* Aim of the task
The records below are to be duplicated exactly as they appear.

************

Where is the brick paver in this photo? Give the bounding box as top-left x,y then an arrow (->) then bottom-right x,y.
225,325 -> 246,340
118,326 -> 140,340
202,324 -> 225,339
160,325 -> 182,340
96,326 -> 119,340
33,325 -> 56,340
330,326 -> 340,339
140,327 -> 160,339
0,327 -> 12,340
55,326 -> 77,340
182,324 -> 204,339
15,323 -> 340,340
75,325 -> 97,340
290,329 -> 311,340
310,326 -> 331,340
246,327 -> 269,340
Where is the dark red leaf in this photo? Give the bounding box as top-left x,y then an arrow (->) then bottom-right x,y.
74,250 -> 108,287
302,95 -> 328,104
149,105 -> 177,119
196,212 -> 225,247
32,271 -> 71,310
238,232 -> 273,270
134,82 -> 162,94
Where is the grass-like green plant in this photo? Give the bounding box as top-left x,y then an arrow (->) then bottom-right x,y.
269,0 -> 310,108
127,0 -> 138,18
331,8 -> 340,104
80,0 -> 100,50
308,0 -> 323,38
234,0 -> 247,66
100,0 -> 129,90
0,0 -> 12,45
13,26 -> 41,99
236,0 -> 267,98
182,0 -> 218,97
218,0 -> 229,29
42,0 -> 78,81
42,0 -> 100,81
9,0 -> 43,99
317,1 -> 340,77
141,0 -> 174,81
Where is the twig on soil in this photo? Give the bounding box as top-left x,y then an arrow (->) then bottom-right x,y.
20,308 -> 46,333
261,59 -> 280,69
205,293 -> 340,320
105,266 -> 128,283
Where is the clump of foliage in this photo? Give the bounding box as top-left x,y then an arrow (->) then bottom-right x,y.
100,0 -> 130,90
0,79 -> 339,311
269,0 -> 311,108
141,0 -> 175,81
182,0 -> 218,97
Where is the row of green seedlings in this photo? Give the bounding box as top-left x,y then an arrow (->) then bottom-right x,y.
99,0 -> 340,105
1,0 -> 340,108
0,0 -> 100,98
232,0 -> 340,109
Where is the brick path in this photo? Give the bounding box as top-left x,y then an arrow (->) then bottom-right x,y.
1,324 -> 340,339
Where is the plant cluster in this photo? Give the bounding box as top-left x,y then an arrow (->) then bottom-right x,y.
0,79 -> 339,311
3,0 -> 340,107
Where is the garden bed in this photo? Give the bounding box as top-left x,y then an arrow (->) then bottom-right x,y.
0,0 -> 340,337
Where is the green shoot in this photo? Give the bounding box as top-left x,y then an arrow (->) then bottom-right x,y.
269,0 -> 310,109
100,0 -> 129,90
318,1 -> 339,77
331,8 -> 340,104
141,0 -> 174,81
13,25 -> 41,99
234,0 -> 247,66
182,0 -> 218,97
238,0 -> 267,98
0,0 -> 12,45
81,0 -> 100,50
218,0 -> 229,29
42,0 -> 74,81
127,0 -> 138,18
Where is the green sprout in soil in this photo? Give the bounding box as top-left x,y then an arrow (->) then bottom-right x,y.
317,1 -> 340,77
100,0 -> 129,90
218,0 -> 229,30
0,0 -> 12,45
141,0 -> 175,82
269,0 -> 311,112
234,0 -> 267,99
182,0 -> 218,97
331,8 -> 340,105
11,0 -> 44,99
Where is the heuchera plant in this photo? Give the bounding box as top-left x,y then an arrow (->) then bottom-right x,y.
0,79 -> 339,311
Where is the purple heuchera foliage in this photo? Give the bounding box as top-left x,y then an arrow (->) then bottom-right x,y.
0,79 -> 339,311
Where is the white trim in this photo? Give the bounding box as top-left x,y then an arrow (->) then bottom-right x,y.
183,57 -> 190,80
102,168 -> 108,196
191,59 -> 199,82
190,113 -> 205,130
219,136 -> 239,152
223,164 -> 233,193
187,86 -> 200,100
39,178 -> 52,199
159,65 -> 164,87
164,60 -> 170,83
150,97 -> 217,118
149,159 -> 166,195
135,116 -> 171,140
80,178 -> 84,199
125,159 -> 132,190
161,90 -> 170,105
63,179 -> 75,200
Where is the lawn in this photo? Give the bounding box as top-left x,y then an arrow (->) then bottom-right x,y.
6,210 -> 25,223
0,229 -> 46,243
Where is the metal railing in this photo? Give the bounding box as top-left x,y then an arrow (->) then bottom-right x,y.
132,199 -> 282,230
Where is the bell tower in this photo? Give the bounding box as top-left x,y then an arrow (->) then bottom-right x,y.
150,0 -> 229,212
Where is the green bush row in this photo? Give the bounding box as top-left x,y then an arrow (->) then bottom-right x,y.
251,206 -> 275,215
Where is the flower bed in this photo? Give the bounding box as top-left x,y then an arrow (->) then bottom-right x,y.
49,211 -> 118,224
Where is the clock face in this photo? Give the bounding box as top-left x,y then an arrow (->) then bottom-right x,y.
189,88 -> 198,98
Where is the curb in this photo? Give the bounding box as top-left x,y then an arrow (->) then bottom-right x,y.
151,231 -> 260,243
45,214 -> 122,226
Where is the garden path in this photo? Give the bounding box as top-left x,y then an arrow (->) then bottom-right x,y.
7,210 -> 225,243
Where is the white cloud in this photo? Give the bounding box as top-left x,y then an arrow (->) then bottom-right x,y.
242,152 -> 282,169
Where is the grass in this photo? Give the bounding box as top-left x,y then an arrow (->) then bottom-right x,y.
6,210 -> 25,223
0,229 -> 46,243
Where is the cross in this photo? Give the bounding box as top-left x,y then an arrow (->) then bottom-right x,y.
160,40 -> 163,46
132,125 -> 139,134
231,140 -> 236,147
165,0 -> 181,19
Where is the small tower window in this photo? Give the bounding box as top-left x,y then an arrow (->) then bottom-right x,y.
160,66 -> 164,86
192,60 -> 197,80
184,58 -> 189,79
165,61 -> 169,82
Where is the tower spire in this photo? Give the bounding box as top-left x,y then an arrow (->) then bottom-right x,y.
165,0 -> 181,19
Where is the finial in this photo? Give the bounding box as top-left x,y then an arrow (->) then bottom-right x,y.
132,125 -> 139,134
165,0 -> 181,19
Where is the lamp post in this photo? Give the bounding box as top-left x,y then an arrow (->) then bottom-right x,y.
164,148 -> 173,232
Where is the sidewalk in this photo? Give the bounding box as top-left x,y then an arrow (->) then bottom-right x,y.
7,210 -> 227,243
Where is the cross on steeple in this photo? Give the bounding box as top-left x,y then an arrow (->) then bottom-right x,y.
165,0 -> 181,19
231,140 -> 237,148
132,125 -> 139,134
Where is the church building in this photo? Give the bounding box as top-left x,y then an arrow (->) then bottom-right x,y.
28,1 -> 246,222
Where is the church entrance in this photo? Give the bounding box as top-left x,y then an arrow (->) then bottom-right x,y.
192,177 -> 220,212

************

* Answer to this problem
Where is the brick paver in this photo? Give the bounding box as top-left x,y then an arrow (->) then bottom-right x,y.
225,325 -> 246,340
118,326 -> 140,340
202,324 -> 225,339
160,325 -> 182,340
96,326 -> 119,340
33,325 -> 56,340
330,326 -> 340,339
140,327 -> 160,339
0,327 -> 12,340
55,326 -> 77,340
182,324 -> 204,339
15,323 -> 340,340
75,325 -> 97,340
290,329 -> 311,340
310,326 -> 331,340
246,327 -> 269,340
Where is the dark red leaf in this photo? Give the bounding box as top-left x,y then an arrow (->) then bottom-right x,y.
74,250 -> 108,287
302,95 -> 328,104
149,105 -> 177,119
196,212 -> 225,247
32,271 -> 71,310
238,232 -> 273,270
134,82 -> 162,94
Where is the grass-like green plant in this photo? Give the bounding box as top-left x,y then an arrow (->) then bottom-right x,y.
269,0 -> 310,108
127,0 -> 138,18
331,8 -> 340,104
80,0 -> 100,50
308,0 -> 323,38
234,0 -> 247,66
100,0 -> 129,90
0,0 -> 12,45
13,26 -> 41,99
236,0 -> 267,98
182,0 -> 218,97
218,0 -> 229,29
42,0 -> 78,81
42,0 -> 100,81
9,0 -> 43,99
317,1 -> 340,77
141,0 -> 174,81
Where is the twig on soil in this photo? Give the bounding box as top-left x,y then an arrow (->) then bottom-right x,y.
20,308 -> 46,333
261,59 -> 280,69
205,293 -> 340,320
105,266 -> 128,283
Where is the clump of foliage in this photo? Give the bounding box as top-left x,y then an arrow (->) then bottom-right x,y.
100,0 -> 130,90
0,79 -> 339,311
269,0 -> 311,108
141,0 -> 175,81
182,0 -> 218,97
Where is the row of green seedlings in this photo? Give the bounding box as top-left x,y then an arrow (->) then bottom-right x,y.
99,0 -> 340,105
1,0 -> 340,108
0,0 -> 100,98
232,0 -> 340,109
Where is the brick path in this photo? Give the bounding box as top-left x,y then an arrow (->) then bottom-right x,y.
1,324 -> 340,339
Where is the plant cluster in this photo? Give the bounding box as top-left x,y then an arrow (->) then bottom-right x,y.
0,79 -> 339,311
3,0 -> 340,107
Where is the garden bed in this photo? Give the bounding box as top-left x,y then an arrow (->) then bottom-right x,y.
0,0 -> 340,337
Where is the green shoot in this photo? Give the bounding box as top-left x,y then an arrow (->) then bottom-right x,y.
269,0 -> 310,109
100,0 -> 129,90
318,1 -> 339,77
331,8 -> 340,104
141,0 -> 174,81
13,25 -> 41,99
234,0 -> 247,66
182,0 -> 218,97
238,0 -> 267,98
0,0 -> 12,45
81,0 -> 100,50
218,0 -> 229,29
42,0 -> 74,81
127,0 -> 138,18
Where is the green sprout in soil in this photo? Give the bounding box as top-left x,y then an arrow (->) then bottom-right x,y.
317,1 -> 340,77
100,0 -> 129,90
218,0 -> 229,30
0,0 -> 12,45
141,0 -> 175,82
269,0 -> 311,112
234,0 -> 267,99
182,0 -> 218,97
331,8 -> 340,105
11,0 -> 44,99
Where is the heuchera plant in this photo? Give the bounding box as top-left x,y then an arrow (->) then bottom-right x,y.
0,79 -> 339,311
Where is the purple heuchera foliage in this photo? Give the bounding box as top-left x,y then an arrow (->) then bottom-right x,y.
0,79 -> 339,311
Where is the white trim in this photo? Give the bounding box as top-left x,y then an arrow (->) then bottom-right x,y.
183,57 -> 190,80
102,168 -> 108,196
191,59 -> 199,82
190,113 -> 205,130
219,136 -> 239,152
223,164 -> 233,193
187,86 -> 200,100
39,178 -> 52,199
159,65 -> 164,87
164,60 -> 170,83
150,97 -> 217,118
149,159 -> 166,195
135,116 -> 171,140
80,178 -> 84,199
125,159 -> 132,190
161,90 -> 170,105
63,179 -> 75,200
Where is the lawn in this photo? Give the bounding box as top-left x,y then an arrow (->) then bottom-right x,y.
6,210 -> 25,223
0,229 -> 46,243
Where is the metal railing in this photo? Give the bounding box as top-left x,y then an arrow (->) then bottom-right x,y.
132,199 -> 282,230
Where is the bell tower in this photo? Give the bounding box as top-left x,y then an arrow (->) then bottom-right x,y.
150,0 -> 229,212
Where is the green bush row in this photo? Give the bounding box as top-left x,y then an arrow (->) then bottom-right x,y.
251,206 -> 275,215
Where is the flower bed in this photo? Give the bounding box as top-left x,y then an arrow (->) then bottom-right x,y.
49,211 -> 118,224
Where is the clock face in this photo? Give the bounding box as top-left x,y then an arrow (->) then bottom-right x,y.
189,88 -> 198,98
Where is the curb in this photo? Give the bounding box as top-left x,y then an arrow (->) then bottom-right x,y.
151,231 -> 260,243
45,214 -> 122,226
Where is the garden path in this photo? Give the bounding box as top-left x,y then an arrow (->) then bottom-right x,y.
7,210 -> 225,243
Where is the white cloud in this photo? Give the bounding box as top-left x,y then an arrow (->) then bottom-right x,y.
242,152 -> 282,169
Where is the grass in this photo? Give the bounding box as top-left x,y then an arrow (->) then bottom-right x,y.
6,210 -> 25,223
0,229 -> 46,243
Where is the cross in this photo? Give the bounding box as top-left x,y then an arrow (->) then bottom-right x,y.
160,40 -> 163,46
132,125 -> 139,134
231,140 -> 236,147
165,0 -> 181,19
Where is the small tower window in this photo? Give the bounding box as top-left x,y then an arrow (->) then bottom-right x,y.
160,66 -> 164,86
192,60 -> 197,80
184,58 -> 189,79
165,61 -> 169,82
Where is the tower spire in this photo? Give the bounding box as top-left x,y then an arrow (->) then bottom-right x,y.
165,0 -> 181,19
Where is the finial in this photo? Give the bounding box as top-left x,y then an arrow (->) then bottom-right x,y.
132,125 -> 139,134
165,0 -> 181,19
Where is the lamp post in this photo? Give the bounding box as top-left x,y then an arrow (->) then bottom-right x,y.
164,148 -> 173,232
Where is the sidewalk in this photo? Give the bounding box as top-left x,y then an arrow (->) then bottom-right x,y.
7,210 -> 227,243
Where is the cross on steeple in this photo? Give the bounding box as top-left x,y then an arrow (->) then bottom-right x,y.
165,0 -> 181,19
231,140 -> 237,148
132,125 -> 139,134
Where is the church building in this photo? Give the bounding box as top-left x,y then an arrow (->) then bottom-right x,y.
28,1 -> 246,222
Where is the church entrance in this photo? Give the bounding box as top-left x,y then an arrow (->) then bottom-right x,y.
192,177 -> 220,212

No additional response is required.